What you are asked to do
An exact copy of the lines from the one containing "Where can the silver" to the end of the records below is required, and nothing else.

Data for this exercise
★ ★ ★ ★ ★
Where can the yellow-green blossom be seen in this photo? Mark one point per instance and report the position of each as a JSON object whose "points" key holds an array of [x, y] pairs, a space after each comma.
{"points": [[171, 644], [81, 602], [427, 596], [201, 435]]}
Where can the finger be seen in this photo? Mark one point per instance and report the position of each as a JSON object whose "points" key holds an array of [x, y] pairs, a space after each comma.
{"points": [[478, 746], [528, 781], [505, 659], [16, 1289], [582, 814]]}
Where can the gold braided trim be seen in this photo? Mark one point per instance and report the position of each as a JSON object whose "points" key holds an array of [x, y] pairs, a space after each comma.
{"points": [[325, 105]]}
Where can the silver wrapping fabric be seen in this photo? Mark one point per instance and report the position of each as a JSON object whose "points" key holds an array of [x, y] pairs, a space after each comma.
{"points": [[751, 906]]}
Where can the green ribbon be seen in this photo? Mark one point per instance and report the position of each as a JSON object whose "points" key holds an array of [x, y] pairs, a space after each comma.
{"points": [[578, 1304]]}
★ ★ ★ ★ ★
Response to the task
Where can the silver wrapping fabric be seen in this photo? Mark one point per instance and report the position of each as a JSON object whose "points" key holds an array of [x, y] pairs, a space after each comma.
{"points": [[751, 906]]}
Where can the green ribbon be seen in this photo? Mark one point per instance and report the position of each as a JSON object whose "points" key holds an array of [x, y] pairs, a space after each comma.
{"points": [[578, 1304]]}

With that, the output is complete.